PROBLEM DETAILS: Find the string "swan" in the records and copy each line where it occurs.

SOURCE MATERIAL:
=== Section Start ===

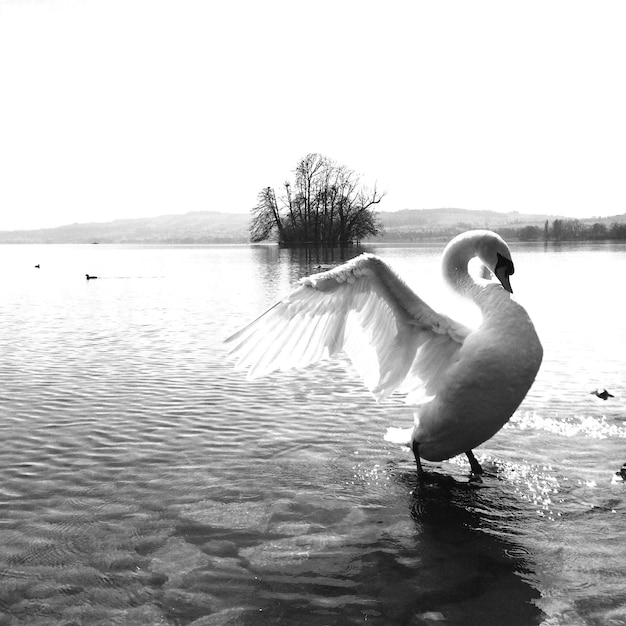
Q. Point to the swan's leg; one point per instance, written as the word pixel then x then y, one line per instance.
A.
pixel 420 472
pixel 474 464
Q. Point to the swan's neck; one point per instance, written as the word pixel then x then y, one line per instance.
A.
pixel 455 263
pixel 481 291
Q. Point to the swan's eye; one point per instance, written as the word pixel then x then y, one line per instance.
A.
pixel 505 264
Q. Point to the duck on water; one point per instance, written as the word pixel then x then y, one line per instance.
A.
pixel 464 384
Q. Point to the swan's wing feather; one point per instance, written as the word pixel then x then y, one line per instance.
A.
pixel 393 338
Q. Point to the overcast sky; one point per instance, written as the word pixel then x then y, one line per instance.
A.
pixel 130 108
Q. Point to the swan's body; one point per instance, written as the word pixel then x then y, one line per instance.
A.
pixel 465 384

=== Section End ===

SOLUTION BELOW:
Q. Point to the swan's leg; one point per instance, written as the word pixel then x then y, one line per instance.
Q. Point to the swan's neck; one point per instance, written as the word pixel then x then y, one line per instance.
Q. Point to the swan's eye; one point per instance, written as the word pixel then x then y, one line per instance.
Q. Point to the swan's wing feather; one point per instance, written as the word pixel then x then y, one line per instance.
Q. Point to the swan's body; one point per instance, written as the word pixel then x then y, one line per instance.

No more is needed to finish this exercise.